**TASKS AND EXERCISES:**
A: In the τ-bench leaderboard text, what score is listed for Step-3.5-Flash?
B: Resume the τ-bench leaderboard text after its last line.

**SOURCE TEXT:**
You are patient, shy. Return the Portable Charger of your order. But before confirming, decide to return the Bookshelf and the Cycling Helmet as well.
You wanna get website credit for the return." (citation: τ-bench retail dev tasks, https://raw.githubusercontent.com/sierra-research/tau-bench/main/tau_bench/envs/retail/tasks_dev.py)

Interpretation notes:
- Compare rows carefully: prompt setup, tool schema, user simulator, and trial count can all change pass^k.

Canonical links:
- τ-bench paper: https://arxiv.org/abs/2406.12045
- τ-bench leaderboard: https://taubench.com/
- τ-bench repository: https://github.com/sierra-research/tau-bench
- Sierra Research blog: https://sierra.ai/blog/tau-bench-shaping-development-evaluation-agents

| Rank | System | Score | Organization | Notes | Source | Repo |
|------|--------|-------|--------------|-------|--------|------|
| 1 | Step-3.5-Flash | 88.2% | StepFun | Direct technical report; Step-3.5 architecture optimized for high-consistency tool use. | https://arxiv.org/abs/2602.10604 | — |
| 2 | GLM-4.7 | 87.4% | Z.ai | Official Z.ai Developer docs; Introduces enhanced agentic policy compliance for enterprise retail/airline workflows. | https://docs.z.ai/guides/llm/glm-4.7 | — |
| 3 | MiMo-V2-Flash | 80.3% | Xiaomi | Technical Report; MoE model with 309B total/15B active params and hybrid attention for long-horizon agent tasks. | https://arxiv.org/abs/2601.02780 | — |
| 4 | GLM-4.7-Flash | 79.5% | Z.ai | Verified via Cerebras & Z.ai; SOTA performance for a lightweight flash-tier model in tool-use consistency. | https://inference-docs.cerebras.ai/resources/glm-47-migration | — |
| 5 | MiniMax M2 | 77.2% | MiniMax | Official repository; M2 specifically models 'thinking' content to handle complex multi-turn toolchains. | https://github.com/MiniMax-AI/MiniMax-M2 | — |
| 6 | Claude Opus 4.5 | 70.2% | Anthropic | Sierra Research Evaluation; Measured using the 'High' user simulator and GPT-5.2 judge protocol. | https://taubench.com | — |
| 7 | GPT-5.2 | 69.9% | OpenAI | Sierra Research Evaluation; Results based on the standardized Sierra simulation harness. | https://taubench.com | — |
| 8 | Qwen3.5-397B-A17B | 68.4% | Alibaba | Official Qwen Blog; Native multimodal agent capabilities with sparse MoE architecture (17B active params). | https://qwen.ai/blog?id=qwen3.5 | — |
| 9 | Gemini 3 Flash | 67.8% | Google DeepMind | DeepMind Technical Report; Evaluation includes performance across retail, airline, and telecom domains. | https://storage.googleapis.com/deepmind-media/gemini/gemini_3_pro_model_evaluation.pdf | — |
| 10 | Gemini 3 Pro | 65.8% | Google DeepMind | DeepMind Technical Report; Frontier reasoning performance for enterprise customer service simulations. | https://storage.googleapis.com/deepmind-media/gemini/gemini_3_pro_model_evaluation.pdf | — |
| 11 | GLM-5 | 63.2% | Zhipu AI | τ-bench overall pass^1 (gpt-5.2 user sim, reasoning enabled); reported on taubench.com. | https://taubench.com/ | — |
| 12 | Claude Sonnet 4.5 | 62.9% | Anthropic | τ-bench overall pass^1 (gpt-5.2 user sim, reasoning enabled); reported on taubench.com. | https://taubench.com/ | — |

FAQ:
- Q: Which system is currently best on τ-bench?

(Excerpts from a dataset)
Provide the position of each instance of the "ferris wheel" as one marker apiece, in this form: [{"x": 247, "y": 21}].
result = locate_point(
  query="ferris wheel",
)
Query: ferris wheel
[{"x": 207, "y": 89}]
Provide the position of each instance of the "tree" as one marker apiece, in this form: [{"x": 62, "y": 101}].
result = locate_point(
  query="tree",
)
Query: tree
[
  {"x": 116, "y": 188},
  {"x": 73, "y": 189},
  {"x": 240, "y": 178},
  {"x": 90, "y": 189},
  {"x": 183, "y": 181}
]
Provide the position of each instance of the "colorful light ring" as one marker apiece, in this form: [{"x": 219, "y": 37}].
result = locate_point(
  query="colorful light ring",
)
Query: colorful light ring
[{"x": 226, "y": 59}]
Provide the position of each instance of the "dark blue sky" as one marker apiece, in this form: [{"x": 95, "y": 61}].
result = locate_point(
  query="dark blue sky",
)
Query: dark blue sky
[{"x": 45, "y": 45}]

**OUTPUTS FOR THE TASKS:**
A: 88.2%

B:
  A: Step-3.5-Flash is the model currently leading with a tracked score of 88.2%. This page is model-focused, so rankings mostly reflect model capability under the reported harness. Based on our latest tracked results, last updated Apr 16, 2026.
- Q: What should I read into a τ-bench score?
  A: τ-bench scores are most useful for within-benchmark ranking. Read the Notes column to understand setup context, and use the methodology section before making procurement or architecture decisions.
- Q: Are these independently verified?
  A: Not always. Some rows are independently benchmarked and some are team-reported. Use each source link and notes field to verify evidence level before drawing strong conclusions.
- Q: Can I compare every row directly?
  A: Use caution. Rows can vary by evaluator, harness, attempt budget, tool access, task filtering, or verification level. Source links and notes are part of the score, not decoration.